== Exercise ==
Write every line out verbatim and omit the pictures.

Dataset entries:
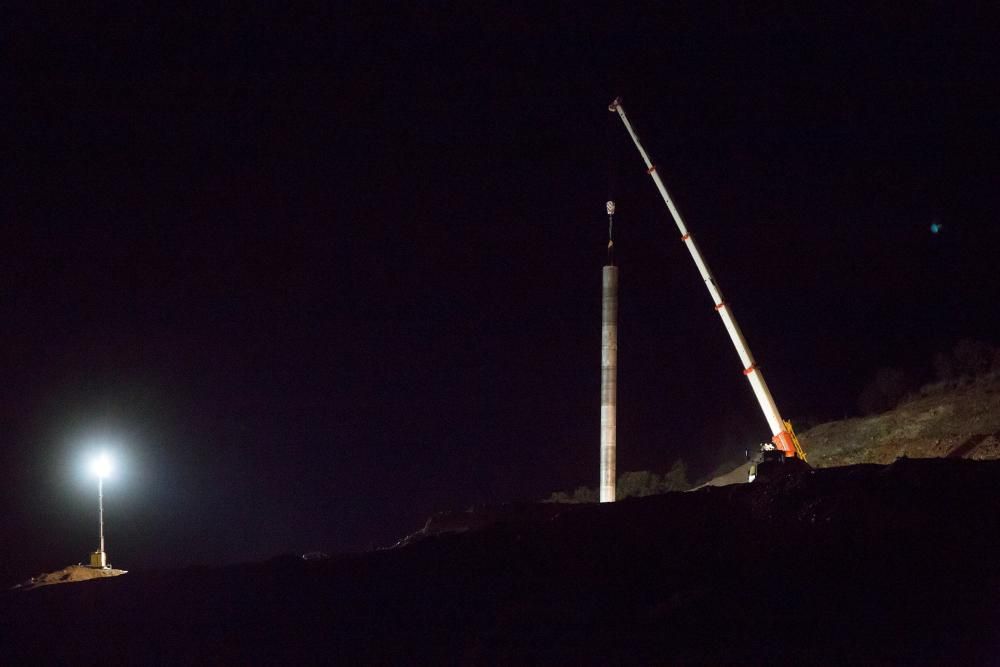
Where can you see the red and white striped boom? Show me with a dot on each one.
(782, 439)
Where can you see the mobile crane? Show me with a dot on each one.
(785, 443)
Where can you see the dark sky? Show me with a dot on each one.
(315, 274)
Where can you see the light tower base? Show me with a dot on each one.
(99, 559)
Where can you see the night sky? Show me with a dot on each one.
(314, 274)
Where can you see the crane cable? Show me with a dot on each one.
(611, 134)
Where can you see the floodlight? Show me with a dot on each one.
(101, 465)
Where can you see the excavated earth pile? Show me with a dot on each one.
(862, 564)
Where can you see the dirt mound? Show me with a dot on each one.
(945, 421)
(958, 420)
(69, 575)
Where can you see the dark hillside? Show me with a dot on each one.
(872, 564)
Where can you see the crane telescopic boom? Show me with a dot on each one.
(783, 436)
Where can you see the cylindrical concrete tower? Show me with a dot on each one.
(609, 382)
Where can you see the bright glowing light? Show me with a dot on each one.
(101, 465)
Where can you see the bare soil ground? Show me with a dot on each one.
(862, 564)
(69, 575)
(961, 420)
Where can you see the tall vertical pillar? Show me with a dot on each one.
(609, 382)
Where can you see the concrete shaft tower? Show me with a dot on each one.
(609, 382)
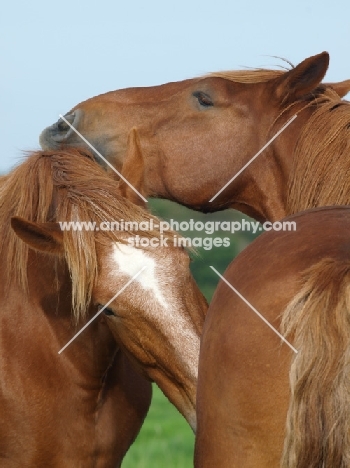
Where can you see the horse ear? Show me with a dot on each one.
(44, 237)
(342, 88)
(133, 170)
(302, 79)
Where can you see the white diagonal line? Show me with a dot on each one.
(254, 310)
(254, 157)
(103, 158)
(103, 308)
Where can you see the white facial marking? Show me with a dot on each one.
(130, 260)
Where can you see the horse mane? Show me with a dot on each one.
(320, 171)
(68, 185)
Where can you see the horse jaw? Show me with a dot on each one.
(152, 319)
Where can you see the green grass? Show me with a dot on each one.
(165, 440)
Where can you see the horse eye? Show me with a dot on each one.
(203, 99)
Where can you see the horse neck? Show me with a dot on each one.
(319, 174)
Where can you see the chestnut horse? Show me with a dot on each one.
(195, 135)
(85, 406)
(300, 283)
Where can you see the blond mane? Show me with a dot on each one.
(64, 186)
(320, 174)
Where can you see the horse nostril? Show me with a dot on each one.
(62, 125)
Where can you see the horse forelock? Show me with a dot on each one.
(249, 76)
(64, 186)
(320, 174)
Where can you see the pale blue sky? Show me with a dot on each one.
(56, 54)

== Task solution ==
Where can you see the red and white striped boom? Show me with a dot on each one.
(782, 439)
Where can you see the mobile crane? Show me with a dot on each one.
(785, 443)
Where can you see the dark sky? Show me with a dot on each one.
(315, 274)
Where can you see the light tower base? Show me with a dot on each one.
(99, 559)
Where can you see the night sky? Show me with a dot on each one.
(314, 274)
Where can you see the crane cable? Show me with a dot on each one.
(611, 134)
Where can you see the floodlight? Show me with a dot on each one.
(101, 465)
Where can you see the excavated earth pile? Show me with a dot on each one.
(862, 564)
Where can you see the dirt mound? Show me with a dot on each one.
(945, 421)
(958, 420)
(69, 575)
Where can you see the dark hillside? Show me with a dot on each one.
(872, 564)
Where can you see the crane telescopic boom? Show me with a dot on each one.
(783, 436)
Where can you see the cylindrical concrete tower? Show me with a dot on each one.
(609, 382)
Where can you see the bright glowing light? Show me with a dot on each one.
(101, 465)
Where can you see the bare soil ground? Show me with a dot on each one.
(862, 564)
(69, 575)
(961, 420)
Where can you see the tall vertical pillar? Show me with a dot on each one.
(609, 382)
Where can you see the concrete shaft tower? Show me with a dot on each one.
(609, 382)
Where can you see the horse ear? Show me with a dot on each one.
(44, 237)
(342, 88)
(133, 170)
(302, 79)
Where can you see the white diagonal line? Show me with a dot on each one.
(254, 310)
(254, 157)
(103, 158)
(103, 308)
Where can you see the white facial marking? Show me with a dot on each one.
(130, 260)
Where can you see the horse mane? Show me with a dot on each one.
(320, 171)
(68, 185)
Where can you see the horse jaw? Show me with a dot on each one.
(152, 319)
Where can you see the green grass? Show me with a dot on each one.
(165, 440)
Where can you see the horse eye? Show me with a dot on each one.
(203, 99)
Where can you see the horse neck? Show me with a dot on each one.
(319, 174)
Where can you see the chestnut horse? Show me with a dot on each one.
(195, 135)
(85, 406)
(300, 283)
Where can you see the blond mane? Show me with a dot on each one.
(64, 186)
(320, 174)
Where can you see the horse nostril? Show me with a dot on each one.
(62, 125)
Where can you see the horse forelock? Show me with a dot on each one.
(249, 76)
(64, 186)
(320, 174)
Where can you see the pale blue sky? Show me with a dot on each one.
(56, 54)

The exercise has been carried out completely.